■ Task instructions:
Repeat all the material below line for line, changing nothing.

Point annotation records
════

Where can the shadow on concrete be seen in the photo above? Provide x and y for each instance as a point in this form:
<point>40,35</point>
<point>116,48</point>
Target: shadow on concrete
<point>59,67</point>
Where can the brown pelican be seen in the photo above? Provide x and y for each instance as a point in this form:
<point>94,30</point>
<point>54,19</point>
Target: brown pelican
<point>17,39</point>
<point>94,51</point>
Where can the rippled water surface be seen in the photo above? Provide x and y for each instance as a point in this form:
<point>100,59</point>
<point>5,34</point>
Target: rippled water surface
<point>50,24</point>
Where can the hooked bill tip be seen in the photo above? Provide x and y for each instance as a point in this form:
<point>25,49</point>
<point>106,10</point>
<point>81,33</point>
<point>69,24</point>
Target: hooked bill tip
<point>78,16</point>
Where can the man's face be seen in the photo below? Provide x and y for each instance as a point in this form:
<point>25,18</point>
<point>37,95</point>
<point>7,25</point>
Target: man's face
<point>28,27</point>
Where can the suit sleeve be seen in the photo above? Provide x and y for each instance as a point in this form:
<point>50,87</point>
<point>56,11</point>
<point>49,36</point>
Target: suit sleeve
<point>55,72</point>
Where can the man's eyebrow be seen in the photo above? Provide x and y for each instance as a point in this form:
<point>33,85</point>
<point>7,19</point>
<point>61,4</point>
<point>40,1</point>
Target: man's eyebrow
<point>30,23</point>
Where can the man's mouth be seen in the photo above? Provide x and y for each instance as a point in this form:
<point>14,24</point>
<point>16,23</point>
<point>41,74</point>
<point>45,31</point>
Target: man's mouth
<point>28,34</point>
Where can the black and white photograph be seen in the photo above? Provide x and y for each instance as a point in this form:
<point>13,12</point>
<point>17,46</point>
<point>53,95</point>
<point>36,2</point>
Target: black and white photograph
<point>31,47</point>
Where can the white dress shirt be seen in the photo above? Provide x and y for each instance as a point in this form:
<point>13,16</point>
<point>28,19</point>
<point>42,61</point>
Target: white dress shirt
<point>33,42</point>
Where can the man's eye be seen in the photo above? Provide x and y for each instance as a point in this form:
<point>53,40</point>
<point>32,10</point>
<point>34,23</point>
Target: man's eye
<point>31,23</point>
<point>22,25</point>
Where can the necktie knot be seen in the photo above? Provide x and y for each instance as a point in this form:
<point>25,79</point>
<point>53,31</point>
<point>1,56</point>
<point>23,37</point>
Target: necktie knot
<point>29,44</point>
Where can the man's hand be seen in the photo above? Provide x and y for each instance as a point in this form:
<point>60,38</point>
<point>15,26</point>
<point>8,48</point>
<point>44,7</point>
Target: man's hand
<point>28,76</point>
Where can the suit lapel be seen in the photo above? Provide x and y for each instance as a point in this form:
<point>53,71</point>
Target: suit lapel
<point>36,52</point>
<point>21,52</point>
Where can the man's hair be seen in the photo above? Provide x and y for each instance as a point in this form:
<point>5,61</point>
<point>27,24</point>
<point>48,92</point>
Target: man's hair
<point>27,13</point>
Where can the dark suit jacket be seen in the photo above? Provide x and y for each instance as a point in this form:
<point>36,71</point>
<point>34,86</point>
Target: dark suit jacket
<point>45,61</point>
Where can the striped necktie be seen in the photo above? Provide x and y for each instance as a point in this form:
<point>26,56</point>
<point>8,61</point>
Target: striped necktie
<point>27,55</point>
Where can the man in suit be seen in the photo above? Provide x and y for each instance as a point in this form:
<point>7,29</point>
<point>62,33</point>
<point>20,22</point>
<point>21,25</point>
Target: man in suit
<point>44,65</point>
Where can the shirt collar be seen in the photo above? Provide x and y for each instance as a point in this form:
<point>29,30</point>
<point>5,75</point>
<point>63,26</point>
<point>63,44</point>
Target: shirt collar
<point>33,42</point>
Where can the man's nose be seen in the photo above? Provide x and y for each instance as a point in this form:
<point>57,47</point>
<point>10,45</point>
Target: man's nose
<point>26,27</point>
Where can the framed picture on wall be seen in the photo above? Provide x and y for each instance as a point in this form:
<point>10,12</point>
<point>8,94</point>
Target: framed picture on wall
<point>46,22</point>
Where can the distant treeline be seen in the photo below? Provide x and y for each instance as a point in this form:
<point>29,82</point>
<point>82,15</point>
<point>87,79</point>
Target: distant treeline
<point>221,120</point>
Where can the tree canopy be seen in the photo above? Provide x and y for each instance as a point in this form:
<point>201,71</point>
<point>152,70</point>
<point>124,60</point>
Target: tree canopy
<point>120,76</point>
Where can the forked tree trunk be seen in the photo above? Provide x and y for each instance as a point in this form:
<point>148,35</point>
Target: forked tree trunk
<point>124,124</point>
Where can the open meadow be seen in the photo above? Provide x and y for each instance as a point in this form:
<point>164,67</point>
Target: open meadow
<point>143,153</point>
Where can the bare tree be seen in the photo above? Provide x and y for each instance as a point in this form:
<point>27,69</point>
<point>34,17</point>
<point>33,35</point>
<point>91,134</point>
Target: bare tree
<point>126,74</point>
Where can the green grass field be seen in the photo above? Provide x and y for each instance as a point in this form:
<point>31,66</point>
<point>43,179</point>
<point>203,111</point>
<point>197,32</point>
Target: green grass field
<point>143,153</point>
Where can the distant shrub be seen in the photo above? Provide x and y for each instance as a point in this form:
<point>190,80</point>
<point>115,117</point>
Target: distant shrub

════

■ Final answer:
Where can the shadow on concrete be seen in the photo above? Provide x and y for each instance as a point in this form:
<point>40,35</point>
<point>116,48</point>
Target: shadow on concrete
<point>59,67</point>
Where can the brown pelican be seen in the photo above? Provide x and y for each instance as a point in this form:
<point>94,30</point>
<point>54,19</point>
Target: brown pelican
<point>17,39</point>
<point>94,51</point>
Where can the rippled water surface be seen in the photo above? Provide x and y for each instance as a point in this form:
<point>100,59</point>
<point>5,34</point>
Target: rippled water surface
<point>50,24</point>
Where can the hooked bill tip be seen in the photo above? Provide x and y for each instance as a point in this form:
<point>25,49</point>
<point>106,10</point>
<point>81,33</point>
<point>69,24</point>
Target: hooked bill tip
<point>78,16</point>
Where can the man's face be seen in the photo below? Provide x and y for each instance as a point in this form:
<point>25,18</point>
<point>37,95</point>
<point>7,25</point>
Target: man's face
<point>28,27</point>
Where can the suit sleeve be seen in the photo above? Provide x and y for each instance as a point in this form:
<point>50,87</point>
<point>56,11</point>
<point>49,36</point>
Target: suit sleeve
<point>55,72</point>
Where can the man's eyebrow be seen in the photo above? Provide x and y for each instance as a point in this form:
<point>33,85</point>
<point>7,19</point>
<point>61,4</point>
<point>40,1</point>
Target: man's eyebrow
<point>30,23</point>
Where can the man's mouth be seen in the photo above? Provide x and y for each instance as a point in this form:
<point>14,24</point>
<point>16,23</point>
<point>41,74</point>
<point>45,31</point>
Target: man's mouth
<point>28,34</point>
Where can the black and white photograph be seen in the photo above? Provide x and y for each instance as a point in this form:
<point>13,12</point>
<point>17,46</point>
<point>53,95</point>
<point>36,2</point>
Target: black and white photograph
<point>31,47</point>
Where can the white dress shirt be seen in the photo above? Provide x and y for each instance as a point in this form:
<point>13,16</point>
<point>28,19</point>
<point>42,61</point>
Target: white dress shirt
<point>33,42</point>
Where can the man's eye be seen in the photo above? Provide x and y for each instance as a point in this form:
<point>53,40</point>
<point>32,10</point>
<point>34,23</point>
Target: man's eye
<point>31,23</point>
<point>22,25</point>
Where can the necktie knot be seen in the photo above? Provide x and y for each instance as a point in this form:
<point>25,79</point>
<point>53,31</point>
<point>1,56</point>
<point>23,37</point>
Target: necktie knot
<point>29,44</point>
Where can the man's hand be seen in the photo above? Provide x and y for each instance as a point in this form:
<point>60,38</point>
<point>15,26</point>
<point>8,48</point>
<point>44,7</point>
Target: man's hand
<point>28,76</point>
Where can the suit lapel be seen in the photo above? Provide x and y for each instance as a point in this form:
<point>53,71</point>
Target: suit lapel
<point>36,52</point>
<point>21,52</point>
Where can the man's hair be seen in the photo above? Provide x and y for each instance as a point in this form:
<point>5,61</point>
<point>27,24</point>
<point>48,92</point>
Target: man's hair
<point>27,13</point>
Where can the dark suit jacket be seen in the photo above? Provide x and y for each instance as a point in this form:
<point>36,71</point>
<point>34,86</point>
Target: dark suit jacket
<point>45,61</point>
Where can the striped necktie be seen in the photo above? Provide x and y for each instance as a point in this form:
<point>26,56</point>
<point>8,61</point>
Target: striped necktie
<point>27,55</point>
Where can the man in suit be seen in the photo above? Provide x and y for each instance as a point in this form:
<point>7,29</point>
<point>62,33</point>
<point>20,22</point>
<point>21,25</point>
Target: man in suit
<point>44,65</point>
Where can the shirt collar be seen in the photo above? Provide x and y for each instance as a point in this form:
<point>29,30</point>
<point>5,75</point>
<point>63,26</point>
<point>63,44</point>
Target: shirt collar
<point>33,42</point>
Where can the man's nose be seen in the photo above? Provide x and y for each instance as a point in this form:
<point>57,47</point>
<point>10,45</point>
Target: man's nose
<point>26,27</point>
Where can the framed picture on wall be seen in the photo above? Provide x and y for each instance as a point in this form:
<point>10,12</point>
<point>8,94</point>
Target: framed picture on wall
<point>46,22</point>
Where can the distant treeline be seen in the photo below? Provide x and y for each instance as a point in this form:
<point>29,82</point>
<point>82,15</point>
<point>87,79</point>
Target: distant treeline
<point>221,120</point>
Where can the tree canopy be seen in the photo above? Provide x and y for each instance as a point in this form:
<point>201,71</point>
<point>152,70</point>
<point>124,60</point>
Target: tree canopy
<point>120,76</point>
Where can the forked tree trunk be seen in the photo above? Provide x and y for each instance as a point in this form:
<point>148,35</point>
Target: forked tree trunk
<point>124,124</point>
Where can the open meadow be seen in the photo above? Provide x and y for each instance as a point in this form:
<point>164,67</point>
Target: open meadow
<point>143,153</point>
Where can the bare tree be seen in the photo above? Provide x and y for each instance as a point in this form:
<point>27,69</point>
<point>34,17</point>
<point>33,35</point>
<point>91,134</point>
Target: bare tree
<point>126,74</point>
Where can the green grass field be seen in the photo above? Provide x and y for each instance as a point in this form:
<point>31,66</point>
<point>43,179</point>
<point>203,111</point>
<point>197,32</point>
Target: green grass field
<point>143,153</point>
Where can the distant shrub be seen in the photo above? Provide x and y for each instance as a point in this form:
<point>190,80</point>
<point>115,117</point>
Target: distant shrub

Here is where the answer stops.